--- START ---

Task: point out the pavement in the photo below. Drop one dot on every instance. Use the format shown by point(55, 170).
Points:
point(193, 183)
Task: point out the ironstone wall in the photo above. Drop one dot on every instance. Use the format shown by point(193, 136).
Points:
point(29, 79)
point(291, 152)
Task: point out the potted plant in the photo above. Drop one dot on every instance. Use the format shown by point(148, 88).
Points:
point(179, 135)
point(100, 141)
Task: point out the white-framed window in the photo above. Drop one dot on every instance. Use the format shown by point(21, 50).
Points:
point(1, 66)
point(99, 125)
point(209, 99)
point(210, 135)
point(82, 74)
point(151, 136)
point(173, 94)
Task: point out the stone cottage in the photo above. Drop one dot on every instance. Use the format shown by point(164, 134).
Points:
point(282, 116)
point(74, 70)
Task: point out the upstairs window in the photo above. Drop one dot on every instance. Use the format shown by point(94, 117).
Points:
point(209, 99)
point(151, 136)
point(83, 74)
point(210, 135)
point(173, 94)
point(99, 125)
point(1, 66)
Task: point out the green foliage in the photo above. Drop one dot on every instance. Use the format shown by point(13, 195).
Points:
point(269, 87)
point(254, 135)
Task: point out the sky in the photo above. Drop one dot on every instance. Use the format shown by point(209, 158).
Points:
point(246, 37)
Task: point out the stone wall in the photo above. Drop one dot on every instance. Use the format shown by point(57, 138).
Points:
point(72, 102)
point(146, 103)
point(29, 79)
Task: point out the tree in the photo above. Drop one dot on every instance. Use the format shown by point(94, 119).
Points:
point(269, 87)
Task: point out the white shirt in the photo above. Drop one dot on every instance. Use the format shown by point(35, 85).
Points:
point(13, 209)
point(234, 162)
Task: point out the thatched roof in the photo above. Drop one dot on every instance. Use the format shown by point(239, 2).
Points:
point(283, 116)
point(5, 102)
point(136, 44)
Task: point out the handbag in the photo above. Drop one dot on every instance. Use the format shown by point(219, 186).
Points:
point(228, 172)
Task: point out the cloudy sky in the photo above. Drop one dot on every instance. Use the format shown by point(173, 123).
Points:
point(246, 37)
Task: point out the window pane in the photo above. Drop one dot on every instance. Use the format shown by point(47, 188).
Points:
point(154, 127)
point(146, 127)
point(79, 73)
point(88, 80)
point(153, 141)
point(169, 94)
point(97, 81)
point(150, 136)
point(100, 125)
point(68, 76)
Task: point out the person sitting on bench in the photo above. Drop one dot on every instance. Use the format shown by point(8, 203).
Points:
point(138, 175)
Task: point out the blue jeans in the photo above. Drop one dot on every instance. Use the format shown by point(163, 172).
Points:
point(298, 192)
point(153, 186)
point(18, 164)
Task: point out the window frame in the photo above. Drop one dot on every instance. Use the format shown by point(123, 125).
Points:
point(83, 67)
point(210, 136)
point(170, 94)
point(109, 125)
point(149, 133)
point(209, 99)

--- END ---

This task calls for each line of the material that contains "window".

Task: point out the white-framed window in the photo above. Drop one dot on every instance. Use the format shown by point(21, 50).
Task: point out the upstairs window in the photo above. Drop one dot on every instance. Use the format shown by point(94, 117).
Task: point out the window pane in the photo above. Drop one dot on every instance. Use the format shown by point(47, 188).
Task: point out the window frame in the photo above. Drop one dot on every instance. Use the format shown by point(123, 125).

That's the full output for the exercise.